▼
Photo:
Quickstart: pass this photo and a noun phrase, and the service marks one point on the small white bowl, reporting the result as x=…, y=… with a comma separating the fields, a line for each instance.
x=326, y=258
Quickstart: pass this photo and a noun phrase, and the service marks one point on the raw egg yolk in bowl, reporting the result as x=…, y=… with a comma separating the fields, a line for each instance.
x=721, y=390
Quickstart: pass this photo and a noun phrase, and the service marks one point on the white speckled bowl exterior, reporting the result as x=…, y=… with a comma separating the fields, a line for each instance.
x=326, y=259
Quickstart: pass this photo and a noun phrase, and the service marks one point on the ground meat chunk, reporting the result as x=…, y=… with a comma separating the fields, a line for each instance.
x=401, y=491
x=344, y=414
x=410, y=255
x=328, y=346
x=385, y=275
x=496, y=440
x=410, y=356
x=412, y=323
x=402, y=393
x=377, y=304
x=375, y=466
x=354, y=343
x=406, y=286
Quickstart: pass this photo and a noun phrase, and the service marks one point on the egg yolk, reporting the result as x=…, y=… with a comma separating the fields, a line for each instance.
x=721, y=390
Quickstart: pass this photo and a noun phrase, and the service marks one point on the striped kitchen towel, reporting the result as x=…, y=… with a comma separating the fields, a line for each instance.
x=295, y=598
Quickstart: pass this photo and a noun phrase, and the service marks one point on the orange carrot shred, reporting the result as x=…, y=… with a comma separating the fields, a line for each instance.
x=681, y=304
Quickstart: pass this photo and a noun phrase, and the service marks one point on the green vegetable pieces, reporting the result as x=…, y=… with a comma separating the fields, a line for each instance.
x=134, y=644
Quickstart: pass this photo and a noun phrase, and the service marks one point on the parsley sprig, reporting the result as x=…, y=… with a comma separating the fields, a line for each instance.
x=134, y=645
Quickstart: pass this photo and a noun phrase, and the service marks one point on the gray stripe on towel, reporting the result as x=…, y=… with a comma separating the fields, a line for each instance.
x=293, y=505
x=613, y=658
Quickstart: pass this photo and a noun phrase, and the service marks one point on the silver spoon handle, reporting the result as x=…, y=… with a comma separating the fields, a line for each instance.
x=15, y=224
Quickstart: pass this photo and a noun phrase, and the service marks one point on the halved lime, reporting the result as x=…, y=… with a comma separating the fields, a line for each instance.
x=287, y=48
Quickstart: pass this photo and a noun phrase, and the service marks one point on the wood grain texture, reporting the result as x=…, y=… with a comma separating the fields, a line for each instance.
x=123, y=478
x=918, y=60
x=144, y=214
▲
INSTRUCTIONS TO FOLLOW: Each of the lines from the one that contains "on the gray" through the last line of the data needs to be repeated exactly, with no others.

TASK OUTPUT:
Quickstart: pass this photo and a noun phrase, and the service marks one point on the gray stripe on towel, reporting the result as x=…, y=… with a comma separating the fields, a line for each instance.
x=293, y=505
x=613, y=658
Quickstart: pass this photo and a noun phrase, and the service marks one point on the silver spoon handle, reporting the result as x=…, y=… with a comma separating the fields, a line for each instance.
x=15, y=224
Quickstart: pass this photo and a noun phrase, and the service marks one point on the halved lime, reporting the result as x=…, y=… with a comma separating the fields, a line for each instance.
x=287, y=48
Quickstart: pass this photo and a noun phrase, and the service marks one point on the wood grain texture, reporting the result as x=…, y=… with a comma separating the fields, a line for each instance.
x=123, y=478
x=918, y=60
x=144, y=214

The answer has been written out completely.